## YOUR OBJECTIVE
The answer should contain every record below, output exactly.

## DATA FOR PROCESSING
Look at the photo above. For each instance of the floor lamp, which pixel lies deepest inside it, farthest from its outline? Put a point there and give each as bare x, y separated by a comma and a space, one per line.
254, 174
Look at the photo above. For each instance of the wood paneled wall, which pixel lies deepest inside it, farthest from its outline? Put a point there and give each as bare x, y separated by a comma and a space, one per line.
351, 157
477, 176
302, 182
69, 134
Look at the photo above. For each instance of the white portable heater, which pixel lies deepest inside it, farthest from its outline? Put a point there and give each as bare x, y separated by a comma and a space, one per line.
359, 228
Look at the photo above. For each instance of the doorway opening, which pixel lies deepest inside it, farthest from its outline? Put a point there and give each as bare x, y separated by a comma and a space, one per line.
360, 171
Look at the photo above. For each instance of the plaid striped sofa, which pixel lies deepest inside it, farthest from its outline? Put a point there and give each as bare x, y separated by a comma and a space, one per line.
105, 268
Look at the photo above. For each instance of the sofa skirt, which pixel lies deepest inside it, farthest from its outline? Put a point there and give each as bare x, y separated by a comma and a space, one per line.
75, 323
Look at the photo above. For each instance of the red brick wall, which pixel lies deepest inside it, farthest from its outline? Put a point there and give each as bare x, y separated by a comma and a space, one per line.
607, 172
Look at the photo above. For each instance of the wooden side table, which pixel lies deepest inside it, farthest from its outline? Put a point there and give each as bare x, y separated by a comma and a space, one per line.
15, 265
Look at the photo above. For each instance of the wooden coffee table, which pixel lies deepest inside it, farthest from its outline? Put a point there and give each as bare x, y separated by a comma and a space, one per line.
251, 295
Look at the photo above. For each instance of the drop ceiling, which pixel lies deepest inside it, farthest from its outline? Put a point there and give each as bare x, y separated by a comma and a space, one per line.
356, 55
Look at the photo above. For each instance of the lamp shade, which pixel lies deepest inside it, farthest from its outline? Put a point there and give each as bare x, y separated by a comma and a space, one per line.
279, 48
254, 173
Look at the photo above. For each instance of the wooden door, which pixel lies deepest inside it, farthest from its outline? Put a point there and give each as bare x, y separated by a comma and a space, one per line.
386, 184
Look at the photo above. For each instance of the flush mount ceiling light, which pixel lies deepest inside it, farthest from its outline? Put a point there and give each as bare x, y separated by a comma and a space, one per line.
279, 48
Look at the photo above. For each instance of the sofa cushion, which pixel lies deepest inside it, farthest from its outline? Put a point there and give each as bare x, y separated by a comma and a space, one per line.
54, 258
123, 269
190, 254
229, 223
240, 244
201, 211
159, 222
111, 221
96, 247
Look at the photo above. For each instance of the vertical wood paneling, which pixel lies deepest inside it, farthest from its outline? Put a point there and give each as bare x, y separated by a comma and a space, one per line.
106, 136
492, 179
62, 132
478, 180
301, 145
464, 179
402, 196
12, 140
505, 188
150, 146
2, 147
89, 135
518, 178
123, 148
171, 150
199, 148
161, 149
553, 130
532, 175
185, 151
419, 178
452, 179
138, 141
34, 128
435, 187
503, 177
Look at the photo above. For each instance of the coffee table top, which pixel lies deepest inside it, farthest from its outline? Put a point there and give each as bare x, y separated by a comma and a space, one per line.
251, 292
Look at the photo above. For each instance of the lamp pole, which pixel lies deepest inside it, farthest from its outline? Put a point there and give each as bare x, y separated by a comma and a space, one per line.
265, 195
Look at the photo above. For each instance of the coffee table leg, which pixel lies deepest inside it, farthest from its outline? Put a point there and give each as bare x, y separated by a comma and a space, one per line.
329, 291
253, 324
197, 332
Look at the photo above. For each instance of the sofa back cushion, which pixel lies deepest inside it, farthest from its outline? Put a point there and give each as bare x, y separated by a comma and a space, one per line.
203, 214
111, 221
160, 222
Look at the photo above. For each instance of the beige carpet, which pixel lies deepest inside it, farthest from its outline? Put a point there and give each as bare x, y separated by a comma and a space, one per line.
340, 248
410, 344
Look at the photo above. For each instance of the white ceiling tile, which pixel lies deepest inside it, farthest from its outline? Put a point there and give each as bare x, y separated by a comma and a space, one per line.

## REPLY TO THE TASK
Look at the photo above. For each instance of the floor lamp, which pixel lies deepest inside it, farthest from its outline? Put a point there and give each as bare x, y separated by a comma and a space, one per line.
254, 174
Look at the photo above. For each instance of the wood paneled wall, which pixel lies deepest inside it, farthest from its outline? Put a point there and give each as bare x, y separated by a comma and a space, one per line.
351, 157
477, 176
302, 182
69, 134
Look at the photo above. For each instance of the white portable heater, which pixel lies deepest inside it, farthest from its outline? Put a point there and give each as bare x, y separated by a comma and a space, one per line.
359, 228
Look at the photo above. For each instance of the doorway opening, which pixel lies deepest inside it, farthest from its outline? Put a point there and give each as bare x, y separated by a comma and a space, one per line.
360, 171
Look at the photo above. For each instance of the plaid striped sofa, which pixel lies deepest inside it, farthest from its outline? Put a point there and give each as bare x, y separated by a comma and a space, one per line.
105, 268
Look at the photo above. For each instance of the sofa skirt, which pixel lies deepest inside it, farthest from its outline? Put a point there and give each as bare x, y separated by a comma and a space, one per line.
75, 323
Look at the photo above. For each instance of the red brick wall, which pixel lies deepest inside it, farthest from its outline? Put a point there and give each as bare x, y separated by a comma and a space, one per line.
607, 172
Look at the photo above. For each instance of the wooden side table, which pixel lies deepest inside it, farthest from its outline? Put a point there and give each as bare x, y separated by a comma and a space, one per line.
15, 265
Look at the photo above. For each instance of the wooden coffee table, which pixel lies deepest inside it, farthest from its outline? Put a point there and give each as bare x, y separated by a comma and a space, one per line.
251, 295
Look at the photo above. For each instance of the drop ceiling, which pixel lies deepest inside it, farthest from its outline? Put a point there and give each as bare x, y separated by a comma and a space, one per line.
356, 55
Look at the photo above. For each instance of the lamp shade, which pixel lies deepest inside it, farthest from its outline? Put a point there and give each as bare x, y separated by a comma and a space, one per line.
279, 48
254, 173
Look at the photo above. For each instance of the wooden door, which pixel lies deepest inside it, farthest from its outline? Put a point there and give each as bare x, y separated by a comma and a space, one per line.
386, 184
Look at the photo above. For each instance of the flush mount ceiling light, which pixel lies deepest inside it, farthest from its outline? Put a point there and give each as bare x, y separated by a comma and a space, one per line.
279, 48
Look at the photo above. For each instance of the sofa cushion, which pixel lies deepest inside it, farthest from its outline? Put a point there and give each as bare x, y separated by a comma and a space, one per line.
54, 258
123, 269
190, 254
229, 223
240, 244
201, 211
159, 222
111, 221
96, 247
Look at the photo above. For each instance of the vertical wood paneling, which pixel lies deepest inside it, farthest from its outline? Put a point there and give each as bare x, y separated by a comma and a space, one per line.
106, 136
492, 179
62, 132
478, 180
301, 145
464, 179
402, 196
12, 140
505, 188
150, 146
2, 147
89, 135
518, 178
123, 148
171, 150
199, 148
161, 149
553, 130
532, 175
185, 151
419, 178
452, 179
138, 141
34, 128
435, 187
503, 177
Look at the photo above. For each instance of the coffee table top, which pixel lies deepest inside it, farthest from its outline? Put a point there and give each as bare x, y separated by a comma and a space, one per line.
251, 292
Look at the photo above. For each instance of the lamp pole, which pixel lies deepest inside it, farthest from its outline? Put a point there and give each as bare x, y separated by a comma and a space, one per line.
265, 195
Look at the photo above. For each instance of the coffee table leg, which pixel lies deepest inside it, farthest from its outline? Put a point there and give each as bare x, y separated by a comma and a space, one per line.
329, 291
253, 324
197, 332
Look at the photo above. For each instance of the sofa back cushion, which pixel lies deepest inside it, farthest from its outline? Put a point there and give each as bare x, y separated by a comma and a space, one per line.
203, 214
111, 221
160, 222
Look at the photo above. For each instance of the beige carpet, which pixel lies deepest inside it, farthest from its outline? Put a point there and give each as bare x, y separated by a comma and a space, one per line.
340, 248
410, 344
Look at the photo above. For each instance of the white ceiling tile, which pixel lies deepest inside it, farthest from its outline? Put a point there and give each as bare x, y separated by a comma and a space, one per line.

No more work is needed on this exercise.